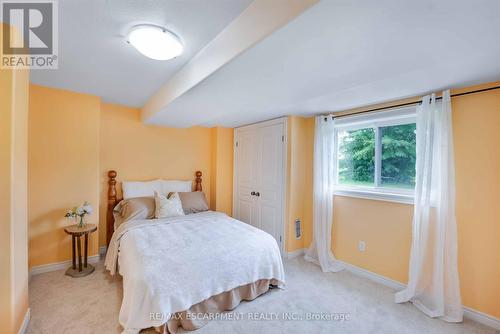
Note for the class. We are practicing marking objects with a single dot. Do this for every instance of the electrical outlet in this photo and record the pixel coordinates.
(362, 246)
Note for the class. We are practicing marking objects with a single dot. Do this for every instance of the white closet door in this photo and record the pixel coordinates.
(259, 176)
(271, 180)
(246, 208)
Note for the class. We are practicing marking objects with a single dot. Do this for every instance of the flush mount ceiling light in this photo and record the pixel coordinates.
▬▬▬
- BRIEF -
From the listing, extract all text exactly as given and drop any picture.

- FINISHED TASK -
Note for the class. We are practicing marking objects with a single dot. Do this for every instance of the electrical outlet in this photo and record the pixel coordinates.
(362, 246)
Note for the class. We are practicing marking objects with a single dot. Do this for every instance of the white closet door in this photo and record the pixel coordinates.
(259, 176)
(271, 180)
(246, 208)
Note for the class. We are practicing marking objects with a single dot. Do this for every instance of the flush mount ceiling light in this photo and record the pixel coordinates.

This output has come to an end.